- **文章原文**:
════════

传送门
就是简单的ST表问题+ LCA,用ST表预处理好连续区间的LCA,然后进行查询
注意HDU是多组输入,把相应的值清零即可。
LCA采用倍增法,lg是常数优化。
ST表用模板,维护([i,i + 2^j - 1])这个区间的LCA
时间复杂度为预处理(O(nlogn))
查询(O(mlogn))
#include <iostream>
#include <cstdio>
#include <cmath>
#include <cstring>
using namespace std;
const int N = 3e5 + 5;
int st[N][22];
struct Edge{
int to, next;
}e[N << 1];
int head[N], tot;
void add(int u, int v){
e[++tot].to = v;
e[tot].next = head[u];
head[u] = tot;
}
int depth[N], fa[N][22], lg[N];
void dfs(int u, int fath) {//初始化fa[u][i]与depth[u]
fa[u][0] = fath, depth[u] = depth[fath] + 1;
for(int i = 1; i <= lg[depth[u]]; i++)//定理
fa[u][i] = fa[fa[u][i - 1]][i - 1];
for(int i = head[u]; i; i = e[i].next){
int v = e[i].to;
if(v != fath)

════════

- **给定记录**:
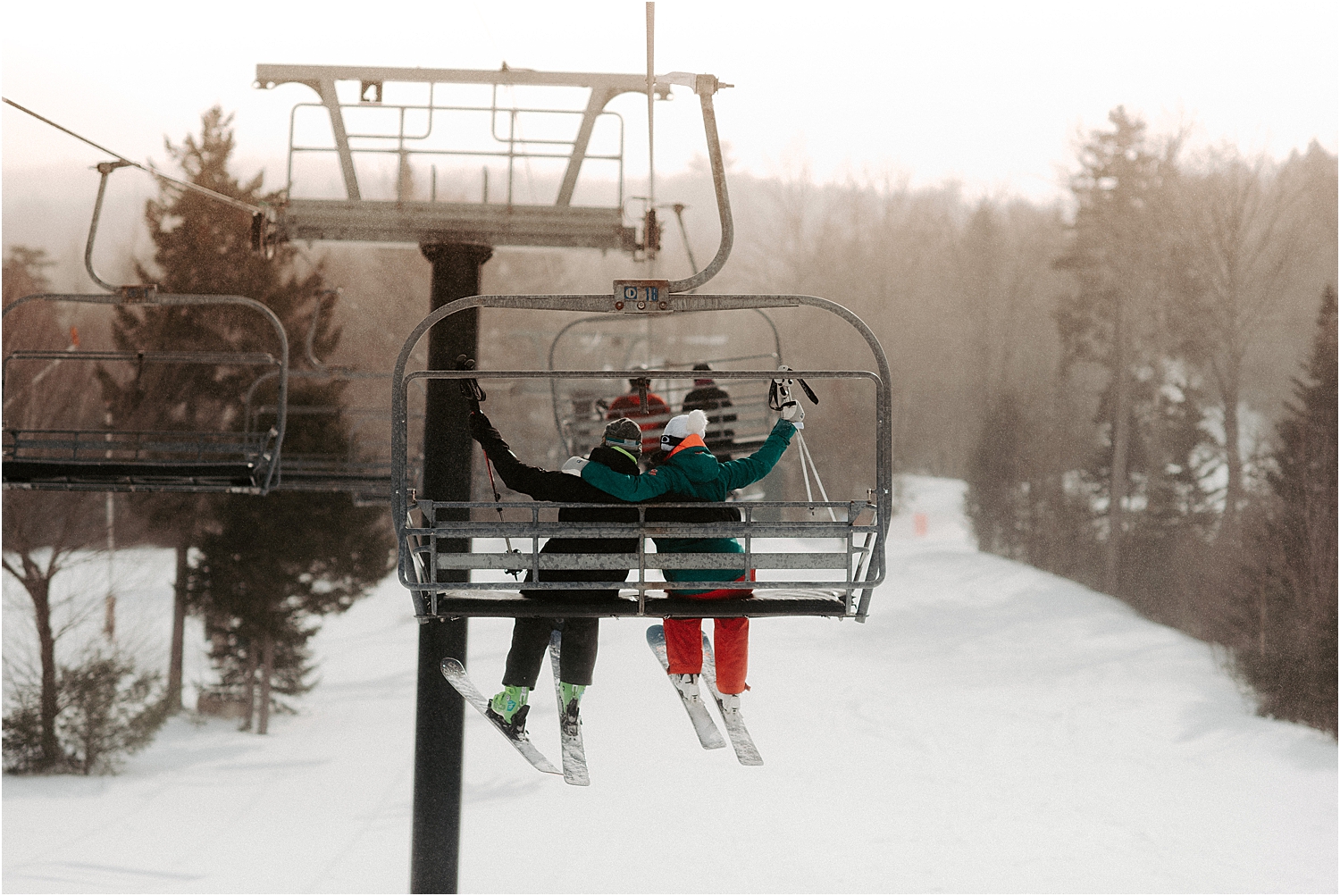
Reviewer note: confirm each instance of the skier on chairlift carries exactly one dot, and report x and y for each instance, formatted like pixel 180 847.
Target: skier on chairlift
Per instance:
pixel 708 397
pixel 689 467
pixel 619 450
pixel 650 417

════════

- **任务说明 1**:
请更新全部记录，把其中的"skier on chairlift"一律换成"snowboarder on chairlift"，其余内容保持不变，并在输出中省略图片。
- **任务说明 2**:
请从结尾处接着续写这篇用ST表加LCA解题的题解。
文章与记录彼此无关，是两份独立的材料。

- **回答 1**:
Reviewer note: confirm each instance of the snowboarder on chairlift carries exactly one dot, and report x and y for each instance, formatted like pixel 180 847.
Target: snowboarder on chairlift
Per instance:
pixel 708 397
pixel 689 467
pixel 619 450
pixel 650 417

- **回答 2**:
dfs(v, u);
}
}
int LCA(int x, int y) {//求两个点的最近公共祖先
if(depth[x] < depth[y]) swap(x, y);
while(depth[x] > depth[y])
x = fa[x][lg[depth[x] - depth[y]] - 1];//到同一深度
if(x == y) return x;
for(int k = lg[depth[x]] - 1; k >= 0; k--)//向上跳,一直到LCA的下一个结点
if(fa[x][k] != fa[y][k])
x = fa[x][k], y = fa[y][k];
return fa[x][0];
}
int Query(int l, int r){
int k = log2(r - l + 1);
return LCA(st[l][k], st[r - (1 << k) + 1][k]);
}
int main(){
int n, m;
while(~scanf("%d", &n)){
memset(depth, 0, sizeof(depth));
memset(head, 0, sizeof(head));
memset(fa, 0, sizeof(fa));
tot = 0;
for(int i = 1; i < n; i++){
int u, v;
scanf("%d%d", &u, &v);
add(u, v); add(v, u);
}
for(int i = 1; i <= n; i++){
st[i][0] = i;
lg[i] = lg[i - 1] + (1 << lg[i - 1] == i);
}
dfs(1, 0);
for(int j = 1; j <= log2(n / 2) + 1; j++)
for(int i = 1; i + (1 << j) - 1 <= n; i++)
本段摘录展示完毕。